▶ **A run of records**:
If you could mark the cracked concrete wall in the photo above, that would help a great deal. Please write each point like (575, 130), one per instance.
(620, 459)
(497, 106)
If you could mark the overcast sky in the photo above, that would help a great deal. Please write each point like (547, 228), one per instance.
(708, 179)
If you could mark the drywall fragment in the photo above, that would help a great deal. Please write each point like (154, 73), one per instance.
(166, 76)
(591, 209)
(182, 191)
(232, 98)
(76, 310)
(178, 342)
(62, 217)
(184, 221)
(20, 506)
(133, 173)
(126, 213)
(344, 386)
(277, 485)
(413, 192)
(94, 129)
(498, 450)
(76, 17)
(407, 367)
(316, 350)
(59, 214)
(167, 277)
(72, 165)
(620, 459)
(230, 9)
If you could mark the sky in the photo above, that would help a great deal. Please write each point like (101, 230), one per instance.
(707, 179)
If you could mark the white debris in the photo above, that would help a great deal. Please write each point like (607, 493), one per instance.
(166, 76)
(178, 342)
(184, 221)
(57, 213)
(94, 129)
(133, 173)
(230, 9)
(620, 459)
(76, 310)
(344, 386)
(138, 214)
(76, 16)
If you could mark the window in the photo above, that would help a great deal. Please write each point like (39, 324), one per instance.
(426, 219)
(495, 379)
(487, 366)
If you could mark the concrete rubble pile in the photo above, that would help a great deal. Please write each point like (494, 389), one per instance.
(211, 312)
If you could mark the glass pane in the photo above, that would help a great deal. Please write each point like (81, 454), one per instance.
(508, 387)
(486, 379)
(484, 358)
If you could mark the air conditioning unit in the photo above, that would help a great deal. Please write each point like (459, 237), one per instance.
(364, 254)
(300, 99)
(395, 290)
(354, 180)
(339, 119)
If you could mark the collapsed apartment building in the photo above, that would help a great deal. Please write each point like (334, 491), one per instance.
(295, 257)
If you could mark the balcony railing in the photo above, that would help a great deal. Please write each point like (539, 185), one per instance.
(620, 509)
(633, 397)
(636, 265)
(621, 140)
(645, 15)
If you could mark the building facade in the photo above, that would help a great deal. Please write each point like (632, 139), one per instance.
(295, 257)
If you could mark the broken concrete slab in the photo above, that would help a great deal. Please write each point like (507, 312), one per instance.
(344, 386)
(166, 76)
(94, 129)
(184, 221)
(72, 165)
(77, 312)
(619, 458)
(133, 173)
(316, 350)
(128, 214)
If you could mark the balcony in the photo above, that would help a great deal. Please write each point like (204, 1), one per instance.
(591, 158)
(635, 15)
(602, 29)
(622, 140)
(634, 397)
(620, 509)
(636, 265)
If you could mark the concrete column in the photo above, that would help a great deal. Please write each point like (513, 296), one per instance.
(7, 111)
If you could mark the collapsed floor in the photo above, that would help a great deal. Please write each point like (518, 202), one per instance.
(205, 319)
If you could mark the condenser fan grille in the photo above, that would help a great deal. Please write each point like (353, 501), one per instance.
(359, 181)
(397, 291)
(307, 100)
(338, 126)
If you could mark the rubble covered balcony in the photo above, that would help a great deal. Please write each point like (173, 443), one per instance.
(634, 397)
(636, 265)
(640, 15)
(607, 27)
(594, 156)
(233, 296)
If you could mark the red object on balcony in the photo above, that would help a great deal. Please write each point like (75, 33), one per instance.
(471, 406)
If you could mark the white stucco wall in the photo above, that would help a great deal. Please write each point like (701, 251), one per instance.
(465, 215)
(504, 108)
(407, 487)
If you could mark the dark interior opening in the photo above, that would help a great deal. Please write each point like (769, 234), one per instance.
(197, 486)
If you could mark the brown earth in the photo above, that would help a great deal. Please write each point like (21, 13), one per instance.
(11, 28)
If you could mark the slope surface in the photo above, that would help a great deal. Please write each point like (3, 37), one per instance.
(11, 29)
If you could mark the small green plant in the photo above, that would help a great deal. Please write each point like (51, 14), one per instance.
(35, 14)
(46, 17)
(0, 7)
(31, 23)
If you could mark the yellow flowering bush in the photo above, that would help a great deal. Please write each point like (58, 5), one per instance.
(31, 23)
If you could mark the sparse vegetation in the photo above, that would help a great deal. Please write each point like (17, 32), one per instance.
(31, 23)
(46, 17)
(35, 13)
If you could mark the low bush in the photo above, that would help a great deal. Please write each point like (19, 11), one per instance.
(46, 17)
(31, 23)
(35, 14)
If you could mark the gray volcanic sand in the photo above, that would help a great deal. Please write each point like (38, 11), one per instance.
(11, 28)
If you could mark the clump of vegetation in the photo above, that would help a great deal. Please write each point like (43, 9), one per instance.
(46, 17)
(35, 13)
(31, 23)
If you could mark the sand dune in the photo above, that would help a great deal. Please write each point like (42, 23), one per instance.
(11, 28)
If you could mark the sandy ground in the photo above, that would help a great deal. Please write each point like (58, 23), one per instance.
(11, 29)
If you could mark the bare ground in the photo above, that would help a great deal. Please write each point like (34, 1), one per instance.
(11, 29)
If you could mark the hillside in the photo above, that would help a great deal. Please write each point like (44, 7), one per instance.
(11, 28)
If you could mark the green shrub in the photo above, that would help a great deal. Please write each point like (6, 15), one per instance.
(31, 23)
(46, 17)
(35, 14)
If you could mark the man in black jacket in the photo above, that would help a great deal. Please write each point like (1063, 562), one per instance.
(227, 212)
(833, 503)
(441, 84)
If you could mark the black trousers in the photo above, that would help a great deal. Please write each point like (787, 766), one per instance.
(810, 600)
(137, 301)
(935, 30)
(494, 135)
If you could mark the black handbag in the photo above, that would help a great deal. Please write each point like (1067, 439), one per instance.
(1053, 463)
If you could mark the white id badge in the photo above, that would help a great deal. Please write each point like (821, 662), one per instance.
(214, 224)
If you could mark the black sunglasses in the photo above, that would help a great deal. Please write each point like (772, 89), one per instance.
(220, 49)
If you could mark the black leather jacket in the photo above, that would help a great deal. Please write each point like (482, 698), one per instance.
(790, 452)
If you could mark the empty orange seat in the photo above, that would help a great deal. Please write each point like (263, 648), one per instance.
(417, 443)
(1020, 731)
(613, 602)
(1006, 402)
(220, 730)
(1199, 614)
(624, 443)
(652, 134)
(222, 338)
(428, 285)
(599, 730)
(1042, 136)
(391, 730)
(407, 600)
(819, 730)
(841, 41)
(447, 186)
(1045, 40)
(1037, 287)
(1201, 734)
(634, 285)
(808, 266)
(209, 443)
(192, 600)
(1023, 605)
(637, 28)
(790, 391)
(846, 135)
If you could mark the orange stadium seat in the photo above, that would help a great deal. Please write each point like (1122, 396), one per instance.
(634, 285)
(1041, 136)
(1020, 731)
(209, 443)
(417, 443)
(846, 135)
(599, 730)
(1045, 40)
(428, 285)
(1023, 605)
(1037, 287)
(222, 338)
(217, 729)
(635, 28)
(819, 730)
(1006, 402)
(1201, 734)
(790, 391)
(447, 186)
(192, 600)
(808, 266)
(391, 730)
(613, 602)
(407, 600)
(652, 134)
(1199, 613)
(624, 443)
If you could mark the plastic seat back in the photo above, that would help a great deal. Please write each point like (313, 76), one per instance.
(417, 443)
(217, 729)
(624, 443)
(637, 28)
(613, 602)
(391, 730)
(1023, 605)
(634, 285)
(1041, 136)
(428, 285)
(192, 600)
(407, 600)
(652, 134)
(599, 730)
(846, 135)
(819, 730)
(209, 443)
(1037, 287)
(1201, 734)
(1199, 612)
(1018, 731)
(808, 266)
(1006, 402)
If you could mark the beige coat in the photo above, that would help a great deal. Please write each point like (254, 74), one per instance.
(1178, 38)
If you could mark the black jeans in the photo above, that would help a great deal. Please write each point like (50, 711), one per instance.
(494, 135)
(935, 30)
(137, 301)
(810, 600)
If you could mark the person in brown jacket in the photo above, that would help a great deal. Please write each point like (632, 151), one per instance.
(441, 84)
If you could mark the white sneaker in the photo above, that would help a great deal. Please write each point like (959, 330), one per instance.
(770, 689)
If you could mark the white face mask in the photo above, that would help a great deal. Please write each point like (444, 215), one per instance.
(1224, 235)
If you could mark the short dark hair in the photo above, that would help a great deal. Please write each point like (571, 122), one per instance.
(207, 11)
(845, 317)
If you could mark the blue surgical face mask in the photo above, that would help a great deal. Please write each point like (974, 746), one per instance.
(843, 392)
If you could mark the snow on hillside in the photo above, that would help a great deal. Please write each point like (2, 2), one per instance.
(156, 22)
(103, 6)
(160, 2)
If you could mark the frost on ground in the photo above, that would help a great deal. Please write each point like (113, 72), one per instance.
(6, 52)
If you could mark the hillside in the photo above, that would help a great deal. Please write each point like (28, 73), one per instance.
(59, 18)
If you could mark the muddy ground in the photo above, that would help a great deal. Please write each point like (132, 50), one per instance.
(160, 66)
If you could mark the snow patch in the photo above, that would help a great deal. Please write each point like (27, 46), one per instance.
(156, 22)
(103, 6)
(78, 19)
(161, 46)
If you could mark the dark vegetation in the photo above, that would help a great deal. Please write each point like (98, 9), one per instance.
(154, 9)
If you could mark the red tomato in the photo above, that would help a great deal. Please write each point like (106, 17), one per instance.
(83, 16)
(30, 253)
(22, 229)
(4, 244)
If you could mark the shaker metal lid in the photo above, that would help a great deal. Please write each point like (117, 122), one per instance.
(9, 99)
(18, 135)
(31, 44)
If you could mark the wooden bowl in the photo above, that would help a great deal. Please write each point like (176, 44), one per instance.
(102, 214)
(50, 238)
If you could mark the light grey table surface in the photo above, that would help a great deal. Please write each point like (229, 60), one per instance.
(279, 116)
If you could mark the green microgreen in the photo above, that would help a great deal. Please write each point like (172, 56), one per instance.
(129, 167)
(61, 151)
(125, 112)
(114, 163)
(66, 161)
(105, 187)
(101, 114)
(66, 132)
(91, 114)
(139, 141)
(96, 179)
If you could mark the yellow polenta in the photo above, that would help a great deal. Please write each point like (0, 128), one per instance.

▶ **Goal of the exercise**: Return exactly, and only, the line containing "If you could mark the light" and every line after it through the end of the material.

▶ **Answer to the problem**:
If you could mark the light grey table surface in the photo above, that would help a great deal. Please write each point like (229, 60), one per instance.
(279, 116)
If you could mark the green microgreen in the photo above, that would help a great deal. Please write each point like (172, 56), one per instance.
(129, 167)
(61, 151)
(125, 112)
(114, 163)
(66, 161)
(105, 187)
(101, 114)
(66, 132)
(91, 114)
(139, 141)
(96, 179)
If you could mark the yellow polenta in the photo above, that would help a great deal. Please write each point like (0, 128), one per instance.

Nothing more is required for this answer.